:: WHAT TO DO ::
Write out word for word each line of the records, beginning at the first and stopping after the line with "box: [324, 213, 472, 282]". Leave the pictures out.

================================

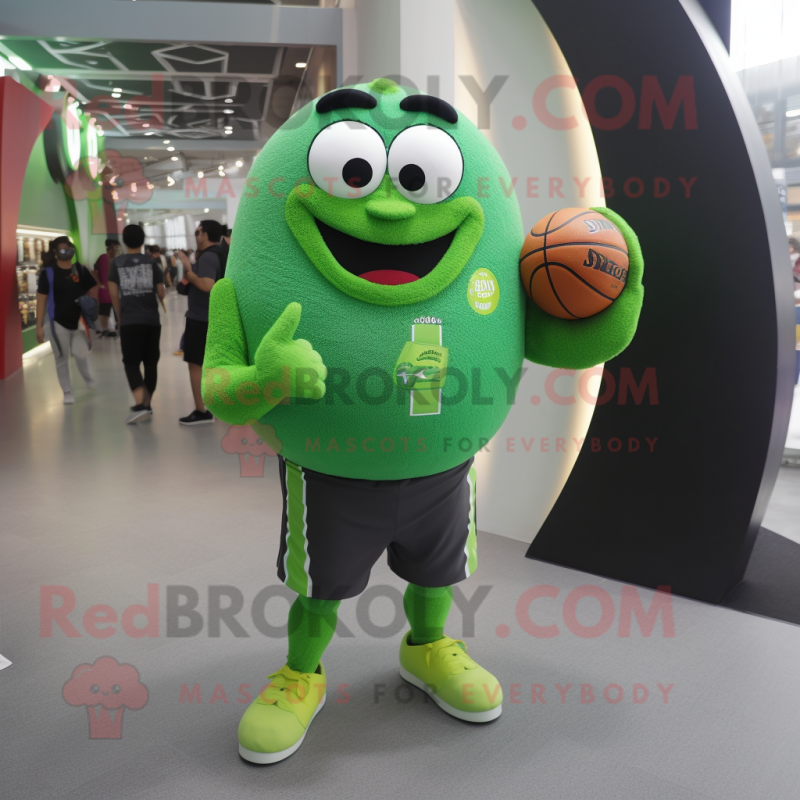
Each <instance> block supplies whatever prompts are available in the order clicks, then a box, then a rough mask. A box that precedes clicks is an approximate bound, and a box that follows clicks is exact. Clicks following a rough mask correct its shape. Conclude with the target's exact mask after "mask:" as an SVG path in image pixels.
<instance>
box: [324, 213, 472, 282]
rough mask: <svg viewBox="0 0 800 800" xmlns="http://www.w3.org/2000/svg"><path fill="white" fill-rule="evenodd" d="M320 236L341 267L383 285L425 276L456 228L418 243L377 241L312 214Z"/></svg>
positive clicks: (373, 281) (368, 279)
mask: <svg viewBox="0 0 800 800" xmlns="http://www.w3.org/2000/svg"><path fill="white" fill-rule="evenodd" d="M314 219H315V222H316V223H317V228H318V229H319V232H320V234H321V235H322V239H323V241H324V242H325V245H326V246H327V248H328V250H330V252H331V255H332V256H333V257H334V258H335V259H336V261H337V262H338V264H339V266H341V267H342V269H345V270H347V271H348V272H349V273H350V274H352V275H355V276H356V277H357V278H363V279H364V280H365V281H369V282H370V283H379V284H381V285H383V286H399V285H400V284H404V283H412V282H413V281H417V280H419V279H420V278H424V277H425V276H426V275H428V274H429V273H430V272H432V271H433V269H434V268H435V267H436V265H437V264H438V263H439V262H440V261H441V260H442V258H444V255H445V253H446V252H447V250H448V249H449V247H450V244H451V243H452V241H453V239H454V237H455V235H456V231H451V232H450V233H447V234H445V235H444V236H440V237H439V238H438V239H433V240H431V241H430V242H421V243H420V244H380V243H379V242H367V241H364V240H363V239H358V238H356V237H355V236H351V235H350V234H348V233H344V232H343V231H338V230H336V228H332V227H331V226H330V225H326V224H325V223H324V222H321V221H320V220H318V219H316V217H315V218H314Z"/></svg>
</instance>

================================

:: WRITTEN ANSWER ::
Each <instance> block supplies whatever prompts are available in the order clicks, then a box, then a rough mask. A box that precedes clicks is an approximate bound, and a box that follows clicks is exact. Clicks following a rough mask correct its shape. Conclude with the target's exact mask after "mask:" as an SVG path in image pixels.
<instance>
box: [324, 213, 472, 282]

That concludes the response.